* _STATED EXERCISE_
How many lines in the entries below contain the word "white"? Case matters, so count only matches with the same capitalization, and reply with the number alone.

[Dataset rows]
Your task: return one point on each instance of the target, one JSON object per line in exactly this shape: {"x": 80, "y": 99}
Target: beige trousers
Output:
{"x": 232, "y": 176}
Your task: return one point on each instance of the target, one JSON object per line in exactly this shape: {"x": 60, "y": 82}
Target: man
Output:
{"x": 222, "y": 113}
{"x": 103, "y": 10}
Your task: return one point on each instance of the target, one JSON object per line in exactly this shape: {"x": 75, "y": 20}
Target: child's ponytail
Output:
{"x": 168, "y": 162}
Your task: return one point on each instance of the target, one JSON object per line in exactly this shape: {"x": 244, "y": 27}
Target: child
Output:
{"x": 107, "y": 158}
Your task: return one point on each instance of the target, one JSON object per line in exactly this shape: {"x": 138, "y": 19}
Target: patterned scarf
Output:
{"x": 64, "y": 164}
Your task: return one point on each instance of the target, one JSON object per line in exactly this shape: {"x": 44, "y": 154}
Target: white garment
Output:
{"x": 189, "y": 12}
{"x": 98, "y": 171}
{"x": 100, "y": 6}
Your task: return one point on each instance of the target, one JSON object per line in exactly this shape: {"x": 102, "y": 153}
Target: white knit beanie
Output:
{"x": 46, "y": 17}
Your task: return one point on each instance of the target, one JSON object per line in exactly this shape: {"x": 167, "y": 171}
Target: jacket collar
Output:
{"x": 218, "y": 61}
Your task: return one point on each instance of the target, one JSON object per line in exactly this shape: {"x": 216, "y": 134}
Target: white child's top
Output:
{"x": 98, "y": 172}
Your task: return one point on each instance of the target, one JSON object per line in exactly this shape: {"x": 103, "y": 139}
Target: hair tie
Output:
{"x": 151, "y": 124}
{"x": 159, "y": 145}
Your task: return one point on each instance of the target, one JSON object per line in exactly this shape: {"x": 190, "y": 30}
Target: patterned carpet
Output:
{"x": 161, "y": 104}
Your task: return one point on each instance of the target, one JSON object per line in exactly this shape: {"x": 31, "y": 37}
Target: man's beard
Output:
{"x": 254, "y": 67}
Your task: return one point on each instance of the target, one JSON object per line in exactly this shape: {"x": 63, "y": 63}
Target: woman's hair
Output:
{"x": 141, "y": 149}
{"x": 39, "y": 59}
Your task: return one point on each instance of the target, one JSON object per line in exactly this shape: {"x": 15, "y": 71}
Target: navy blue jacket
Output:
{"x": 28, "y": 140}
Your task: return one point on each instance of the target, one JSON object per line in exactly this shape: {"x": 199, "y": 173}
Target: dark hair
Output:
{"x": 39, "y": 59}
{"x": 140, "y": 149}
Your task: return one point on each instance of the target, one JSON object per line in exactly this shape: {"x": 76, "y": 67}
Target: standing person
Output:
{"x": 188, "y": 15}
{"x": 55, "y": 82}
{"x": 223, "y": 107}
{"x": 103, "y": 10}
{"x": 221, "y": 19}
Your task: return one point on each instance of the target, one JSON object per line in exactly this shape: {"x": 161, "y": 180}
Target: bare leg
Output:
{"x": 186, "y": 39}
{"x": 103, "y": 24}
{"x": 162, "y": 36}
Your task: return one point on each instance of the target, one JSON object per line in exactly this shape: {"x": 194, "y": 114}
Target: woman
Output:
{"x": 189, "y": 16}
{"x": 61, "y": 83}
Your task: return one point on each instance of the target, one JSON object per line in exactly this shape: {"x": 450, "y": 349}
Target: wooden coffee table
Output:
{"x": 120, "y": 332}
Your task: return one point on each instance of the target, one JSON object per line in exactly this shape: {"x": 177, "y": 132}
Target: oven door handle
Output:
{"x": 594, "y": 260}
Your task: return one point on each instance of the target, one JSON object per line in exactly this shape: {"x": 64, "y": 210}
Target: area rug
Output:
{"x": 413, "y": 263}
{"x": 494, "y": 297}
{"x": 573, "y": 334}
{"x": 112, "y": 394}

* _RESPONSE TO THIS EXERCISE_
3